Source text:
[Begin]
You’re Lucky I’m Even Gracing You With My Virtual Presence

I’m not the type of person to be mean to guys I’ve broken up with. If I’ve met someone new and I’m happy, why should I waste my energy hating on you? I do, however, use energy hating on exes who write obscenely unnecessary and pompous comments on my funny little Facebook statuses.

The other day I wrote a status about how I’m fat and disgusting because I ate a day-old spinach roll for breakfast, and washed it down with a Diet Coke.

Status: “Okay so I just ate a diet coke & spinach roll for breakfast. Think that’s bad? It was leftover from lunch yesterday & I found it in my car! Head down in shame.”

My friends made their little funny jokes about it and made me smile. Then a guy I dated for a second commented “How do you eat a Diet Pepsi?”

Really, dude?! CLEARLY I MEANT THE DAMN ROLL. Excuse me for not typing out “I drank the drink and ate the food” because I had more faith in the Facebook community. Idiot.

I was so pissed that he hated on my funny status that I deleted his comment and went on with my day, annoyed. I mean, really, you’re lucky Im even gracing you with my virtual presence by being your Facebook friend to begin with. It made me think of how I deleted my cousin from Facebook because he would constantly write mean things on my Wall or through FB Chat. I’m sorry, is this 4th grade and I’m being bullied in Ms. Smith’s class? Do I need my mom to talk to your damn mom? Facebook is a place for fun and correspondence, not bashing. And these people wonder why I delete/block them. Idiots.
[End]
Brief A: In the rows, switch "finger" to "thumb" in the lines starting at the one containing "The service MUST place one dot on the boy's finger, one" and ending at the one containing "x=67, y=161". Give back only those lines, with everything else unchanged.

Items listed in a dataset
[Begin]
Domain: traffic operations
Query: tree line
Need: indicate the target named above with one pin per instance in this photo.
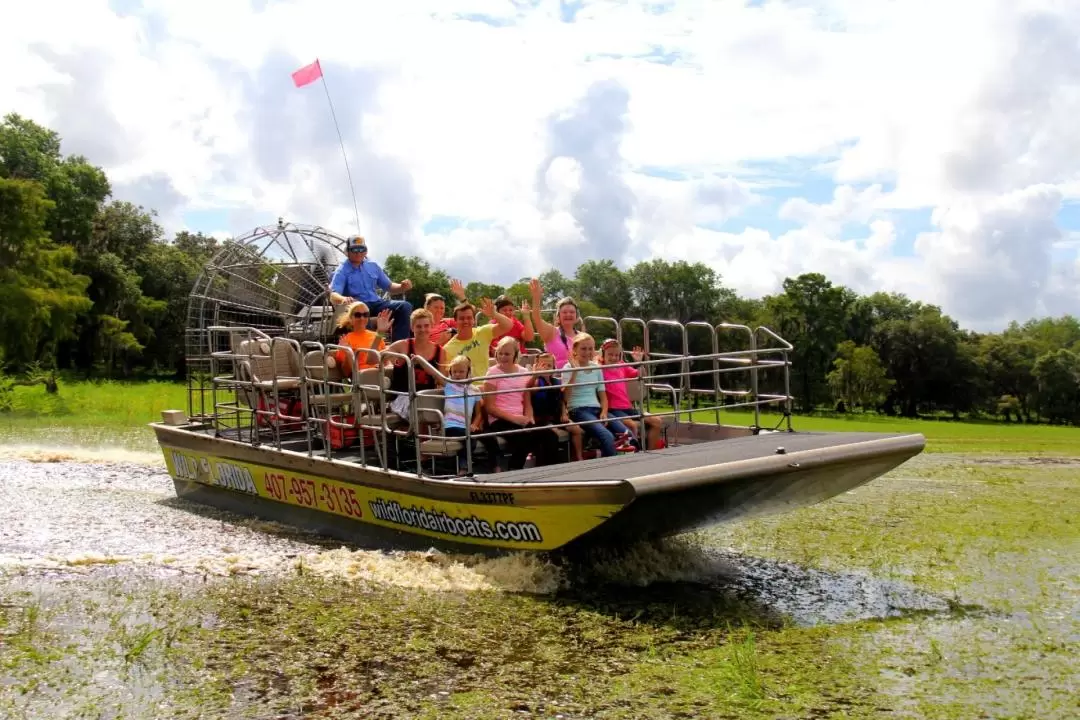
(92, 285)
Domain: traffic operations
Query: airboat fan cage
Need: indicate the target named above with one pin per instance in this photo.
(273, 279)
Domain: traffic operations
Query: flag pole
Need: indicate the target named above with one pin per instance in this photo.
(352, 189)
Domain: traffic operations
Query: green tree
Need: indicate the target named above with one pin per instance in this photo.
(40, 296)
(169, 272)
(858, 377)
(424, 279)
(1008, 364)
(1057, 374)
(602, 283)
(31, 152)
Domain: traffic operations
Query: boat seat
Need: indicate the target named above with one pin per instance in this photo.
(635, 392)
(367, 384)
(429, 411)
(323, 375)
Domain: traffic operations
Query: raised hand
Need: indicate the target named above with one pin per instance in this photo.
(383, 321)
(536, 291)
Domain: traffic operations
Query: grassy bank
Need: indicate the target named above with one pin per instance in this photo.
(117, 412)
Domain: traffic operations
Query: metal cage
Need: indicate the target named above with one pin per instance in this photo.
(273, 279)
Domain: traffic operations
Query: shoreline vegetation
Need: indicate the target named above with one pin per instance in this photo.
(931, 593)
(943, 589)
(117, 412)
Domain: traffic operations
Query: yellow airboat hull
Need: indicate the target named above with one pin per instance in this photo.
(595, 502)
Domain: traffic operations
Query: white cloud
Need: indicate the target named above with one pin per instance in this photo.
(967, 108)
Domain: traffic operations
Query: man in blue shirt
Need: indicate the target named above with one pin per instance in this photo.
(359, 279)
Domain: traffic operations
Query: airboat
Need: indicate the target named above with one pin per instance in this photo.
(274, 429)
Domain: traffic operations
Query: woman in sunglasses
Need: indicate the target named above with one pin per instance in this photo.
(360, 338)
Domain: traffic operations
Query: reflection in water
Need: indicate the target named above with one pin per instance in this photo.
(66, 515)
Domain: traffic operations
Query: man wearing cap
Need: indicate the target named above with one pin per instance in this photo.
(358, 279)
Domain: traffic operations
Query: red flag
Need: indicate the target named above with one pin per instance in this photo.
(308, 75)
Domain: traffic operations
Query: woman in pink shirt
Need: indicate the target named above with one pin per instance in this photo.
(512, 410)
(619, 405)
(558, 337)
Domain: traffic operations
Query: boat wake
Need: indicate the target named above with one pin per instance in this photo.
(106, 514)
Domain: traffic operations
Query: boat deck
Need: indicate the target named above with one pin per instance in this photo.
(680, 458)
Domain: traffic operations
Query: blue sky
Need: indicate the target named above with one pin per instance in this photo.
(532, 132)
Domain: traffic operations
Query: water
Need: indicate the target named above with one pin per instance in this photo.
(73, 511)
(95, 540)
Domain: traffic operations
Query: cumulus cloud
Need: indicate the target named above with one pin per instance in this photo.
(633, 132)
(602, 203)
(991, 258)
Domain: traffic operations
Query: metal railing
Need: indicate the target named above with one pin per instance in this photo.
(253, 401)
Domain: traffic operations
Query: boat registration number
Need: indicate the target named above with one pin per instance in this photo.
(487, 519)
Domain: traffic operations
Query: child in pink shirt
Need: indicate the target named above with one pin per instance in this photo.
(619, 405)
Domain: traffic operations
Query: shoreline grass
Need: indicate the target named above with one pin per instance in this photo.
(301, 643)
(119, 411)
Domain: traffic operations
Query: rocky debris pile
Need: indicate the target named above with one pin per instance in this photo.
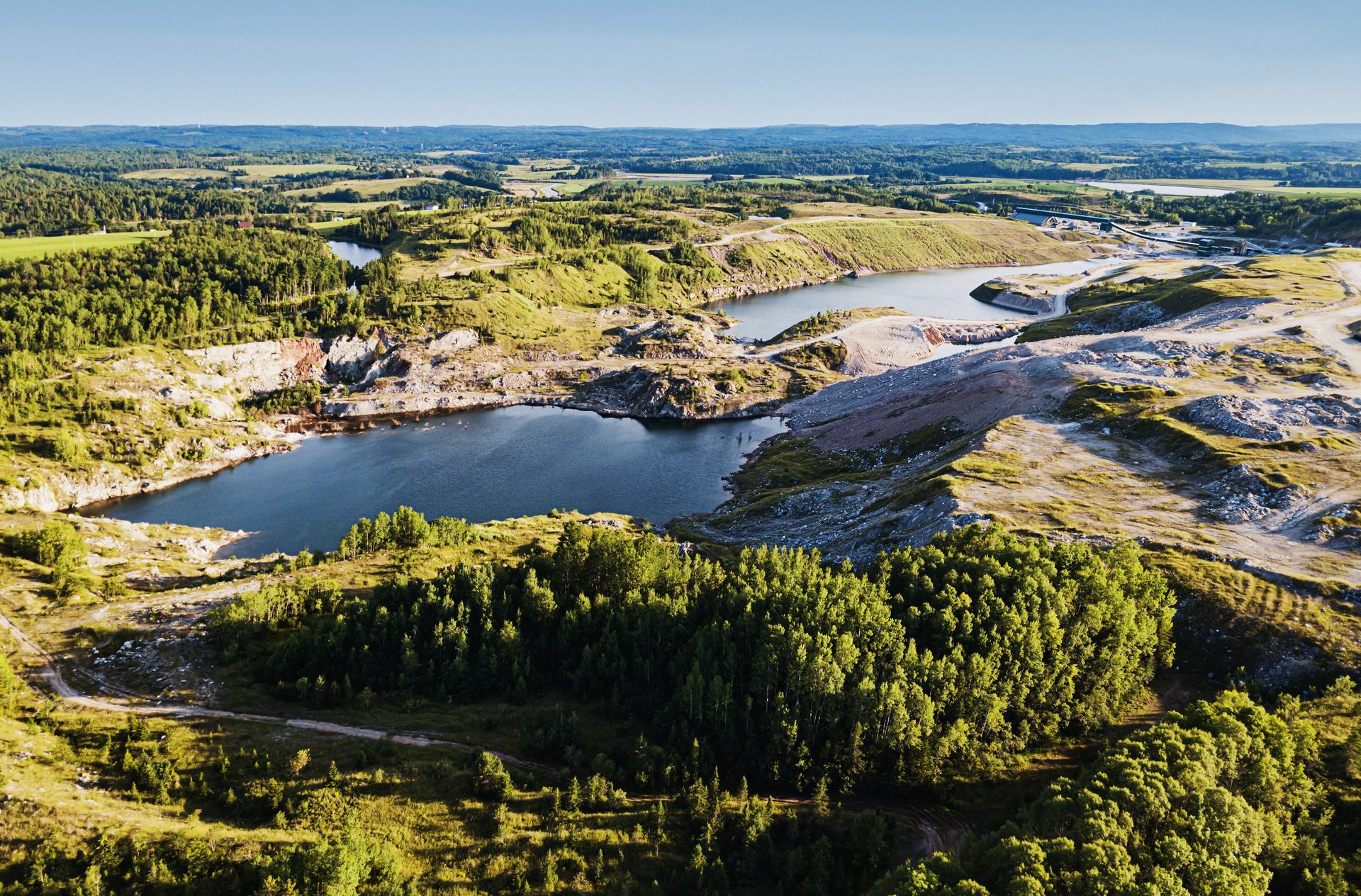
(1273, 420)
(972, 334)
(676, 396)
(267, 366)
(1032, 298)
(1240, 496)
(1338, 529)
(666, 340)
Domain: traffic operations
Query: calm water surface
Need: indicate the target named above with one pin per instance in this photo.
(353, 252)
(1164, 189)
(478, 465)
(931, 293)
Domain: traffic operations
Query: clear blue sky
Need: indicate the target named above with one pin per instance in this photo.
(686, 63)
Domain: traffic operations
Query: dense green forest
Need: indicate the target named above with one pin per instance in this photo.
(202, 278)
(939, 662)
(1211, 801)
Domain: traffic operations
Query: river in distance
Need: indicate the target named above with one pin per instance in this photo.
(942, 293)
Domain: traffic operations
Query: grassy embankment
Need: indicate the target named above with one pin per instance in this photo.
(1099, 308)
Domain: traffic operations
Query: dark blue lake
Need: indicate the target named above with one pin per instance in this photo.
(479, 465)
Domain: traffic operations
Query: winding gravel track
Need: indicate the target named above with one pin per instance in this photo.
(51, 674)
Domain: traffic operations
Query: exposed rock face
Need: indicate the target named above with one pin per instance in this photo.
(642, 393)
(264, 366)
(60, 491)
(347, 357)
(455, 341)
(1273, 420)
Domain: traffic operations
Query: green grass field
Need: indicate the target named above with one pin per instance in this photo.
(274, 171)
(14, 248)
(1259, 187)
(364, 187)
(176, 173)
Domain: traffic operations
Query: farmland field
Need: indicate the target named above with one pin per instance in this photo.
(1258, 187)
(365, 187)
(275, 171)
(176, 173)
(14, 248)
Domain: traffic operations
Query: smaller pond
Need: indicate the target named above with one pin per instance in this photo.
(1163, 189)
(943, 293)
(353, 252)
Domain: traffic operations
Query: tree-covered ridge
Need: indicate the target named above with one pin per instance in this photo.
(37, 202)
(1214, 801)
(198, 279)
(941, 661)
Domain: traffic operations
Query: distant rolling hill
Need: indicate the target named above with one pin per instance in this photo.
(629, 140)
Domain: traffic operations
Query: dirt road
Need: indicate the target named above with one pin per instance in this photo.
(51, 674)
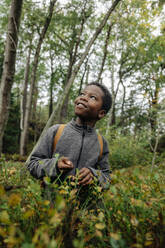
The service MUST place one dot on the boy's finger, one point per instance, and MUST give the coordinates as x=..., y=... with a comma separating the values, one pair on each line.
x=84, y=172
x=86, y=180
x=67, y=161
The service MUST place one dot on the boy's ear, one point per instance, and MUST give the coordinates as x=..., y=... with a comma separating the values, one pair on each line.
x=101, y=114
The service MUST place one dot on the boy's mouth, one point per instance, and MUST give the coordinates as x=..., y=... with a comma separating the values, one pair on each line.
x=81, y=105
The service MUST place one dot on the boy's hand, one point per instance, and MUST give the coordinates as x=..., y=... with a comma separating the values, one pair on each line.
x=85, y=176
x=64, y=164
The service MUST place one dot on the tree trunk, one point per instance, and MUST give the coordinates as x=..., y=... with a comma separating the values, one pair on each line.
x=105, y=52
x=61, y=99
x=9, y=64
x=24, y=90
x=24, y=134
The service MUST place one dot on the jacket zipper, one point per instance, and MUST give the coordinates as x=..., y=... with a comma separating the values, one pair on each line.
x=82, y=142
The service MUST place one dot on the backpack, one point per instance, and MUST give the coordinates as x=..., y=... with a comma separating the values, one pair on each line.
x=59, y=133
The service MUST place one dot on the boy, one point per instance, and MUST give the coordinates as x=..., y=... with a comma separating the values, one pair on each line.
x=78, y=146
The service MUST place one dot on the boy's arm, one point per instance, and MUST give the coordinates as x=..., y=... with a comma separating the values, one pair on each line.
[End]
Brief B: Reproduce the passage of the Facebook post starting at "Really, dude?! CLEARLY" and ending at "Facebook community. Idiot.".

Full answer A:
The service MUST place one dot on the boy's thumb, one point per instance, and MUST give the coordinates as x=..., y=... with a comma separating the values, one pair on each line.
x=84, y=172
x=86, y=180
x=67, y=161

Full answer B:
Really, dude?! CLEARLY I MEANT THE DAMN ROLL. Excuse me for not typing out “I drank the drink and ate the food” because I had more faith in the Facebook community. Idiot.